--- START ---

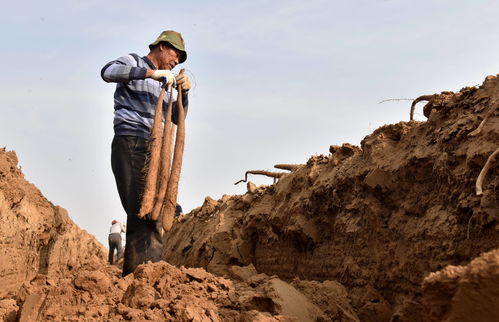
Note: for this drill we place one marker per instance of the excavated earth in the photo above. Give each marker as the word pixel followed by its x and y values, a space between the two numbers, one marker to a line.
pixel 392 230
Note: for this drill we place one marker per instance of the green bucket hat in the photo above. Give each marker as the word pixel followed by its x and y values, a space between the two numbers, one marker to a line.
pixel 175 39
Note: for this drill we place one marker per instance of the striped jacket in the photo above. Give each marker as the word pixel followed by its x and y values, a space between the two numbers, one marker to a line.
pixel 135 97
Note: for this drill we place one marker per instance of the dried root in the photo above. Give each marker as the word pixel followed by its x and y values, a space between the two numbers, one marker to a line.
pixel 172 188
pixel 289 167
pixel 275 175
pixel 417 100
pixel 154 155
pixel 166 158
pixel 483 173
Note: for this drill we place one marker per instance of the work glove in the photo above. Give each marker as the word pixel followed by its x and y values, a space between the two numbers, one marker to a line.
pixel 183 80
pixel 163 74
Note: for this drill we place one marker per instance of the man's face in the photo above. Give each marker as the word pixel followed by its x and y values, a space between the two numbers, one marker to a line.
pixel 169 57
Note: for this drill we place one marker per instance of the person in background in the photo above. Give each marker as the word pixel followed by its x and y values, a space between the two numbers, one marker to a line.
pixel 115 240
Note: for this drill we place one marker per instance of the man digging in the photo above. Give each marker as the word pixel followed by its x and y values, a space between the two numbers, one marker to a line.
pixel 137 90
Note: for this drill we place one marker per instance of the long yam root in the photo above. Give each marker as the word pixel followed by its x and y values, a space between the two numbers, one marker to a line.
pixel 483 173
pixel 289 167
pixel 154 154
pixel 166 158
pixel 275 175
pixel 172 188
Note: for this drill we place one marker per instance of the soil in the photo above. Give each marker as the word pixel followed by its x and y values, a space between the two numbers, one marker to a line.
pixel 392 230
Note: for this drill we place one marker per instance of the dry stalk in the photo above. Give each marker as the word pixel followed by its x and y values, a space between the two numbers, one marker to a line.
pixel 275 175
pixel 479 128
pixel 166 158
pixel 417 100
pixel 172 188
pixel 289 167
pixel 483 173
pixel 154 148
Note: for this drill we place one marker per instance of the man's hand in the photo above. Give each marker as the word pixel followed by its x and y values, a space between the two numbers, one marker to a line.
pixel 163 73
pixel 183 80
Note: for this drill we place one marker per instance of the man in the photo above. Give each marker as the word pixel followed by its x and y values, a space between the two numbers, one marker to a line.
pixel 115 240
pixel 138 86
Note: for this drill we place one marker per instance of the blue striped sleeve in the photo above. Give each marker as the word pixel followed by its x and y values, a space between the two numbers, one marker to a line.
pixel 123 70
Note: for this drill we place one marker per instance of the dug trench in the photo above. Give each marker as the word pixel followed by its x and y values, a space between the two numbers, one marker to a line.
pixel 391 230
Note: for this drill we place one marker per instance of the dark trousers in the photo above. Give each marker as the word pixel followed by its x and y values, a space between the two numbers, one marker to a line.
pixel 114 244
pixel 143 236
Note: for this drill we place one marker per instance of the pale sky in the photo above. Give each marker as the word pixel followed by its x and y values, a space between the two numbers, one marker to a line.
pixel 274 82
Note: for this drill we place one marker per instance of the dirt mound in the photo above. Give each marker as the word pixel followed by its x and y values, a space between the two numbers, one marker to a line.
pixel 349 236
pixel 464 293
pixel 37 237
pixel 52 270
pixel 377 218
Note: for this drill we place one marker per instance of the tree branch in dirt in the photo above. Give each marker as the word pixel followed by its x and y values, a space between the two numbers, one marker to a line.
pixel 166 158
pixel 478 130
pixel 483 173
pixel 275 175
pixel 153 164
pixel 396 100
pixel 172 188
pixel 417 100
pixel 289 167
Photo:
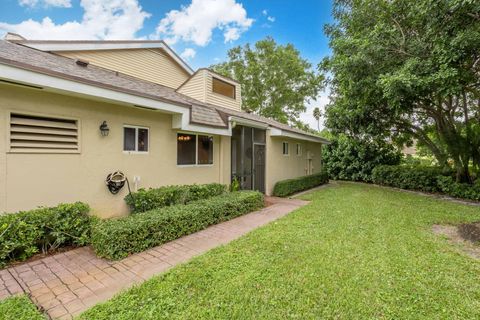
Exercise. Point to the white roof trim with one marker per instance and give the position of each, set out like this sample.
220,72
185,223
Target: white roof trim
180,118
246,122
87,46
275,132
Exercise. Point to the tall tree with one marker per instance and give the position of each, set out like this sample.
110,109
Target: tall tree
317,114
408,70
276,81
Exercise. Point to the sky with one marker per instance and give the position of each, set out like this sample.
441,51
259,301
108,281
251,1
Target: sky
201,31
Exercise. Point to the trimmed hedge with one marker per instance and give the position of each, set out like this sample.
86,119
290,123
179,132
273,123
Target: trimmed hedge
427,179
408,177
25,233
116,238
287,187
145,200
449,186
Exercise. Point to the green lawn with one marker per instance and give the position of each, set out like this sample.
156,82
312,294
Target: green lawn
19,308
354,252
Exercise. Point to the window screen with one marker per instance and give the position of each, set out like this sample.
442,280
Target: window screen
285,148
186,148
129,139
135,139
205,150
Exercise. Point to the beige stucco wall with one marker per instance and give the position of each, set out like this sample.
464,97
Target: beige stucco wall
153,65
281,167
31,180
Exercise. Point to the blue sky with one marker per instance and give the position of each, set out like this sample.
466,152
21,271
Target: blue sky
201,31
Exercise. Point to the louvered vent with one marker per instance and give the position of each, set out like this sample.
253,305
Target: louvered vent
42,134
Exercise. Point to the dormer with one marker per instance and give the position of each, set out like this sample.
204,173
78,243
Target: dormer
211,87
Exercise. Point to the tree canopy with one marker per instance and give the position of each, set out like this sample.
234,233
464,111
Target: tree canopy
404,70
276,81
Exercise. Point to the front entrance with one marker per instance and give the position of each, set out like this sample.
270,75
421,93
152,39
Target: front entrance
248,157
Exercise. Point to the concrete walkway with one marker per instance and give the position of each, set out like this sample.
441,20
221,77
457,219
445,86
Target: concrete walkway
68,283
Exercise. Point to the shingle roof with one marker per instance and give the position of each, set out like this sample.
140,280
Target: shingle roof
58,66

--- END ---

> **Problem to work on**
I'd like the data above duplicated exactly, with no pictures included.

> **Solution for this exercise**
Note: for this drill we place one marker per instance of the excavated earth in the photo above. Give each marker as the word pixel followed by its x and y values, a space between the two numbers, one marker to a line.
pixel 392 230
Note: for this drill we place one marker per instance of the green bucket hat in the photo above. Give each marker as the word pixel followed by its x and y values, a space between the two numbers, one marker to a line.
pixel 175 39
Note: for this drill we place one marker per instance of the striped jacket in the photo above. Give each marker as the word pixel followed by its x and y values, a space between the two numbers, one marker to a line.
pixel 135 97
Note: for this drill we place one marker per instance of the dried root in the photo above. Give each marker as the word pixel followed by its x and y values, a space between the two numbers, one marker to a line.
pixel 172 188
pixel 289 167
pixel 275 175
pixel 417 100
pixel 154 155
pixel 166 158
pixel 483 173
Note: for this drill we place one marker per instance of the work glove in the photo above. Give each marker as the word pixel followed by its x and y values, a space between the two numbers, one marker to a line.
pixel 183 80
pixel 163 74
Note: for this drill we place one marker per instance of the man's face in the photo above. Give each marker as the word pixel followed by its x and y values, a space between the two numbers, one marker to a line.
pixel 169 57
Note: for this drill we place one marker per instance of the person in background in the photo above. Give each marker as the word pixel followed by its x and y values, a space between the two numbers, one marker to a line.
pixel 115 240
Note: for this drill we place one marker per instance of the man digging in the photo above. Give each marker as the word pixel followed by its x and y values, a space between the two numbers, one marker to a line.
pixel 137 90
Note: for this drill we place one marker per instance of the long yam root in the photo above. Give each marker as the word pixel followed by its x and y values, a space between the two numbers, one marker to a line.
pixel 483 173
pixel 289 167
pixel 154 154
pixel 166 158
pixel 275 175
pixel 172 188
Note: for this drill we place one marker per instance of the soil in the photo above. Give each marker as the word pixel followed by its x and y values, a space between the two numbers, one marker to a line.
pixel 392 230
Note: for this drill we place one marker per instance of the dry stalk in the photo above. Give each marker as the word pixel followed by its x and y values, a space between the two numbers, one marker to a line.
pixel 275 175
pixel 479 128
pixel 166 158
pixel 417 100
pixel 172 188
pixel 289 167
pixel 483 173
pixel 154 148
Note: for this drill we place one marker per instance of the man's hand in the photo above. Give each marker as the word pixel followed by its x and y values, a space between the two numbers, one marker to a line.
pixel 163 73
pixel 183 80
Note: for this drill we place one marker per instance of the man in the photo above. Give each marker as the word pixel followed by its x and y values, a space between the two numbers, one marker to a line.
pixel 115 240
pixel 138 86
Note: for this drill we place one marker per instance of the blue striped sleeve in the photo above. Give each marker as the word pixel followed by its x and y values, a space between the two numbers, one marker to a line.
pixel 123 70
Note: for this drill we place one marker per instance of the dug trench in the photo above. Give each marker as the word pixel followed by its x and y values, a space between the two numbers, one marker to a line.
pixel 391 230
Note: for this drill we place one marker per instance of the dark trousers in the photo above. Give each marker as the word pixel followed by its x and y values, a space between the two numbers, one marker to a line.
pixel 114 244
pixel 143 236
Note: for this drill we place one marker per instance of the pale sky in the photo above. Give each marker as the word pixel followed by its x and y values, a space between the two numbers, one marker to a line.
pixel 274 82
Note: for this drill we place one marker per instance of the dirt mound in the photo above. Give each marker as the word pixel followed by its x and y values, a space between the two numbers, one marker to a line.
pixel 349 236
pixel 464 293
pixel 37 237
pixel 52 270
pixel 377 218
Note: for this drill we place one marker per instance of the tree branch in dirt in the photo above. Give each marker as the word pixel followed by its x and y values, a space between the two numbers, one marker to a line.
pixel 166 158
pixel 478 130
pixel 483 173
pixel 275 175
pixel 153 164
pixel 396 100
pixel 172 188
pixel 417 100
pixel 289 167
Photo:
Exercise. Point to the white roof trim with one marker per instance and give the position of each, set out like this sample.
220,72
185,223
Target: white roof trim
180,118
246,122
87,46
275,132
Exercise. Point to the tall tree with one marker per instance and give the position of each, set out like this sample.
110,109
Target: tall tree
317,114
408,70
276,81
Exercise. Point to the sky with one marker per instance and give the position of each, set out like this sample.
441,51
259,301
108,281
251,1
Target: sky
201,31
Exercise. Point to the trimmed hedge with one marker per instance and give the position of each, set out like this sample.
86,119
290,123
179,132
273,123
Target: trimmed hedge
427,179
408,177
25,233
116,238
287,187
145,200
449,186
Exercise. Point to the green lawn with one marker per instance and give the position of each, set out like this sample.
156,82
312,294
Target: green lawn
19,308
354,252
Exercise. Point to the window screen with one marker per instance and give the position of each, set out like this sample.
442,280
Target: window screen
285,148
186,148
129,139
135,139
205,150
Exercise. Point to the beige stucco wall with one marker per instance and give the position of each, set out like this sample.
464,97
Target: beige stucco wall
153,65
281,167
31,180
Exercise. Point to the blue sky with one marker per instance and give the position of each, set out like this sample.
466,152
21,271
Target: blue sky
201,31
Exercise. Point to the louvered vent with one marker per instance and give the position of each, set out like this sample.
253,305
Target: louvered vent
42,134
Exercise. Point to the dormer with one marker per instance and give the position of each, set out like this sample.
204,173
78,243
Target: dormer
211,87
Exercise. Point to the tree canopy with one marker per instance and give the position of each, set out like this sample.
234,233
464,111
Target: tree canopy
404,70
276,81
Exercise. Point to the front entrance with one marker per instance and give the position of each, set out like this sample.
270,75
421,93
152,39
Target: front entrance
248,157
Exercise. Point to the concrete walkway with one marker per instance and give the position of each, set out like this sample.
441,20
221,77
457,219
445,86
Target: concrete walkway
68,283
Exercise. Point to the shingle roof with one marker per instance and give the position of each, set out like this sample.
140,280
Target: shingle roof
58,66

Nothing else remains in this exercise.